Task directions:
Please return the listing exactly, line for line.

:::::

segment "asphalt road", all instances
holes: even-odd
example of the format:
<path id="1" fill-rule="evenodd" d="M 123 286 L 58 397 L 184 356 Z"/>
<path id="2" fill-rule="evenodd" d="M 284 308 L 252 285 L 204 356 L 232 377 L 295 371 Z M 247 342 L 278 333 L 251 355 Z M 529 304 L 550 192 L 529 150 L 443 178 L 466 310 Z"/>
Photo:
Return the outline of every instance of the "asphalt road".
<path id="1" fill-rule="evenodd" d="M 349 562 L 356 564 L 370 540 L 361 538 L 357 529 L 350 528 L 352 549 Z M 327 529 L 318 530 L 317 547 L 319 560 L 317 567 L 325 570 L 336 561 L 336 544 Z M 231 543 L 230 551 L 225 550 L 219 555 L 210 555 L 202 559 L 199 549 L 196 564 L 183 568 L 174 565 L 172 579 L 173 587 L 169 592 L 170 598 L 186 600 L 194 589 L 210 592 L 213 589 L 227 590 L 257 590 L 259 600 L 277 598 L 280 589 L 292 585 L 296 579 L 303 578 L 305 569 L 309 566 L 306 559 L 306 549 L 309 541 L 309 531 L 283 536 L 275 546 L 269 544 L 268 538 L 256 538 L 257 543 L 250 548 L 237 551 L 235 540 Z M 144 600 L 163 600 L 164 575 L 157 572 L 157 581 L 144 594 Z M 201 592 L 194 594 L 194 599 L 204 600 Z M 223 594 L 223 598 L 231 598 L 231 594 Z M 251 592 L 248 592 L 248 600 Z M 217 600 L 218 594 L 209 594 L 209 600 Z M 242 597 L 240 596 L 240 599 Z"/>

:::::

Response area:
segment "asphalt road", all instances
holes: even-odd
example of the format:
<path id="1" fill-rule="evenodd" d="M 123 286 L 58 397 L 184 356 Z"/>
<path id="2" fill-rule="evenodd" d="M 284 308 L 252 285 L 204 356 L 232 377 L 295 371 Z M 247 342 L 278 333 L 251 355 Z M 529 304 L 550 192 L 529 150 L 443 178 L 466 310 Z"/>
Photo:
Return the outline of every instance of the "asphalt road".
<path id="1" fill-rule="evenodd" d="M 349 562 L 356 564 L 370 540 L 361 538 L 357 529 L 350 528 L 352 549 Z M 327 529 L 318 530 L 317 547 L 319 560 L 317 567 L 325 570 L 336 561 L 336 544 Z M 231 543 L 230 551 L 225 550 L 219 555 L 210 555 L 202 559 L 199 549 L 196 564 L 183 568 L 174 565 L 172 579 L 173 587 L 169 592 L 170 598 L 186 600 L 194 589 L 210 592 L 213 589 L 227 590 L 257 590 L 259 600 L 277 598 L 280 589 L 292 585 L 296 579 L 303 578 L 305 569 L 309 566 L 306 559 L 306 549 L 309 541 L 309 531 L 283 536 L 275 546 L 269 544 L 268 538 L 256 538 L 257 543 L 250 548 L 237 551 L 235 540 Z M 144 600 L 163 600 L 164 575 L 157 572 L 157 581 L 144 594 Z M 201 592 L 194 594 L 194 599 L 204 600 Z M 223 594 L 223 598 L 231 598 L 231 594 Z M 251 592 L 248 592 L 248 600 Z M 217 600 L 218 594 L 209 594 L 209 600 Z M 242 597 L 240 596 L 240 599 Z"/>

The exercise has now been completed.